§ WHAT TO DO
Take all the material and copy it exactly.

§ EXTRACTED ENTRIES
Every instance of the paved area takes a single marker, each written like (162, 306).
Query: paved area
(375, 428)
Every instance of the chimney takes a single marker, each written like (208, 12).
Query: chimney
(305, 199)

§ RESULT OF THIS TASK
Every instance of the paved area takes a single marker, each written like (162, 306).
Query: paved area
(375, 428)
Every instance of the chimney takes a single marker, each written like (208, 12).
Query: chimney
(305, 199)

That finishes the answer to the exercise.